Pick up the article about Ningxia below, after its final sentence, and continue writing it.

• **Selected extract**:
§

Ningxia is an autonomous region in north-central China, just under Inner Mongolia. In China, an "autonomous region" is, roughly speaking, a province that is too undeveloped or underpopulated to be called a province. On this page you will see public domain photos of this economically backward but culturally interesting area.
Roughly one third of the six million residents are of the Hui minority group, which follows Islamic practices. The two men in the photo above are Hui, as distinguished by their hats. The location above is Guyuan, the southernmost of Ningxia's five prefecture cities.
There are Hui people all over China, a total of about 10 million. Around 20% of them live in Ningxia and chances are that more would be there if better economic opportunities elsewhere didn't draw them away. Although economic development projects have resulted in 40% economic growth in some isolated pockets of Ningxia, it is still quite poor, ranking third-last among China's provinces and autonomous regions.
Islam is not the only religion in the area though. Like the rest of
China, the Ningxia area has had much Buddhist influence in its history.
On the left is a boy selling prayer beads at the Xumi Shan Buddhist
grottoes, which are about 50 km north of Guyuan. More than 130 caves
were carved out of the sandstone cliffs starting 1400 years ago. The
interesting thing is that the caves include over 300 Buddha statues
carved in place. One of the Buddhas is 19m tall!
Because tourists seldom go to Ningxia, few foreigners see this interesting and well-worthwhile cultural site.
Above you see again sparse vegetation and barren hillsides, this time in Penyang. Given hillsides like this and lack of wood for building material, it is not too surprising that some families that still live in homes cut from the rock. One of my friends who teaches at Ningxia University told me that one of her students lives in such a cave home.
Almost anywhere in China you can find sheep and they often do OK in semi-barren areas like you see here. Above you see a couple of shepherds near Guyuan.
A significant part of the Ningxia economy revolves around the red
wolfberry. Here you see trays of them drying in the sun. A Chinese
medical book from 2200 years ago recommends wolfberries, also known as
"goji" berries, for strengthening vital organs. The Chinese national
Xinhua news agency reports that of the 80 varieties of wolfberry, the
type with the best medicinal qualities come from Ningxia.
In the mid-1990s Western health food "discovered" this source and in 1996 Ningxia wolfberries began to be imported into the United States in commercially significant quantities. The claim of the health experts is that the wolfberry has ten times the anti-oxidant qualities of blueberries, blackberries, and strawberries; more beta carotene than chicken liver, carrots, and carrots; and more calcium than spinach.
To read about the health claims for red wolfberry, click here to have a look at a website for the health drink "Ningxia Red".
Of course, there are other crops grown in Ningxia. Because of the arid climate, irrigation is used extensively and where there is adequate rainfall, as much land as possible is used for agriculture. In this public domain photo of a village called Zhangyi (pronounced "jang ee") in southern Ningxia you see how hillsides are terraced to provide more growing land.

§

• **Input data**:

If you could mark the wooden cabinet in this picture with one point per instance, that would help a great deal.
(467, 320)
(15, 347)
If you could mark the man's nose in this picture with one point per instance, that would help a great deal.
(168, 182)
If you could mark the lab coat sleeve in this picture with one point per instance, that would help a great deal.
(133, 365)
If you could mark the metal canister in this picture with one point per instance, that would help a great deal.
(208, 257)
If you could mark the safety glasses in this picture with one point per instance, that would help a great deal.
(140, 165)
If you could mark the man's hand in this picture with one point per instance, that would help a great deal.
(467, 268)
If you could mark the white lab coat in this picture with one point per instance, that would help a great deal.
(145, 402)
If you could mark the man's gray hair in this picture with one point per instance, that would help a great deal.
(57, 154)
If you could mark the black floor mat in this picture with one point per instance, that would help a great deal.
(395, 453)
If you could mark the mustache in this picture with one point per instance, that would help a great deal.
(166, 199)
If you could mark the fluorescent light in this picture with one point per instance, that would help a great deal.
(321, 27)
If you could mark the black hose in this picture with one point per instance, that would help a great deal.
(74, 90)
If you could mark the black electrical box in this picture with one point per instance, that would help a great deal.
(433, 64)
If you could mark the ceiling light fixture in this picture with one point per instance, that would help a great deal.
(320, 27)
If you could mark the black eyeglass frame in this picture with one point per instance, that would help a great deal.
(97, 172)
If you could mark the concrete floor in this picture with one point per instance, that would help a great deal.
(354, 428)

§

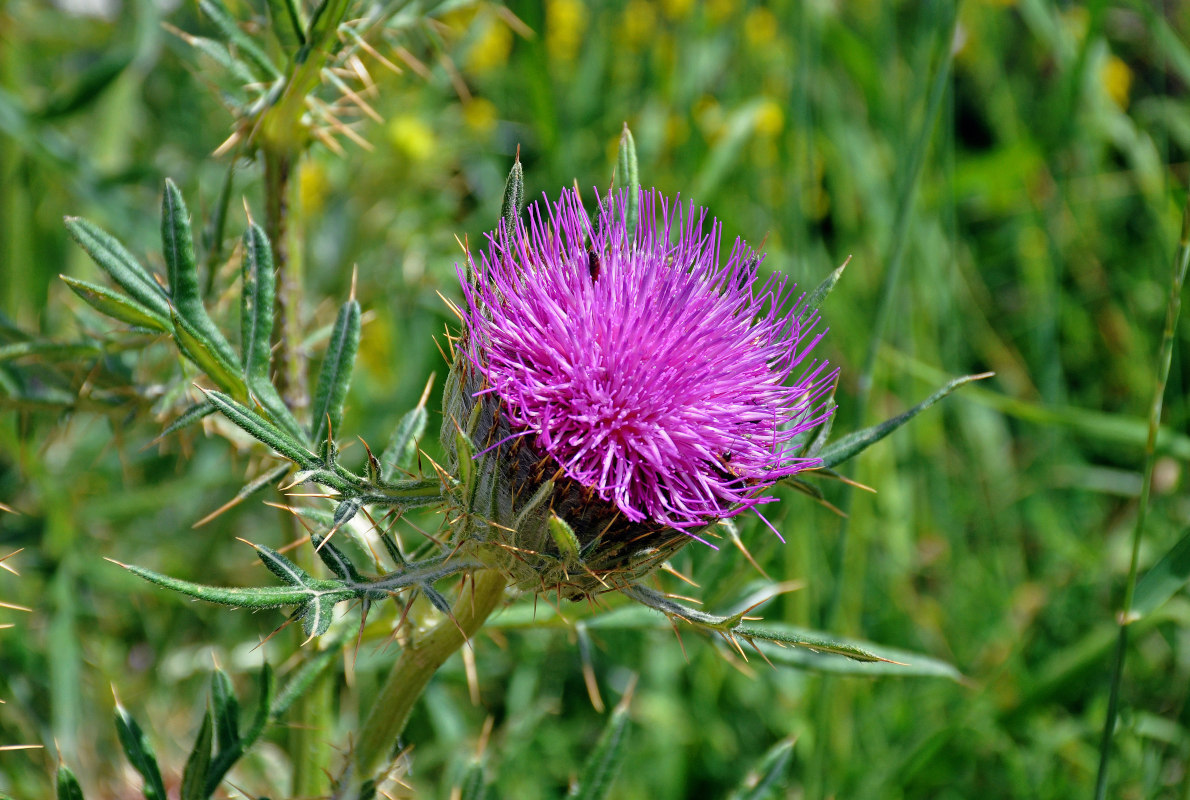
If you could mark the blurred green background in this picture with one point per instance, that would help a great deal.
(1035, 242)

§

• **Result for this exercise**:
Here are some happy kids out in a field in Penyang county. Notice again the terraced fields in the background.
I find it interesting that in this area where obviously there is a lot of agriculture, the soil still looks pretty dry. Maybe it's just the time of year and it would look much better before harvest. (After all, the picture above does have a lot of greenery.) But in this picture there is not the rich soil that I would expect.
Below you see a class of middle-school students in Haiyuan. In
China, "middle school" is rougly what would be called "high school" in
North America, but often there is a junior middle school for age 12-14
and senior middle school for age 15-18. This is a particularly crowded
classroom. The classrooms I've seen in Chinese schools typically have
about 40 students per class and they have desks.
The public domain photograph below shows some students in a primary school in Pengyang. This is a more typical classroom setting, with two students per desk. Notice the red scarves and the school uniforms.
In the Chinese cities I've lived in, it is normal for all students to wear a school uniform, a sort of sweatsuit, and most that I've seen have been blue as you see in these photos. Obviously this is not a requirement in the schools represented here, and I'd guess that's because some students are unable to afford the uniform.
The government in Ningxia is making great efforts to expand education, industry, and agriculture in this traditionally difficult area, but it is an uphill battle. I hope that as Chinese domestic tourism increases many more tourists will go to Ningxia and that that will build the international tourist trade too. As a significant hub on the old silk road between Asia and Europe, this area has much of cultural and historical interest.
Let me end this page by reminding you that the most interesting thing about the Ningxia Hui Autonomous Region is the Hui people. Islamic tradition and practices are a vital part of this culture. A Japanese-American friend of mine who taught many years at Ningxia University would never allow pork in his kitchen so that his Hui students would feel free to eat with them - it is that important.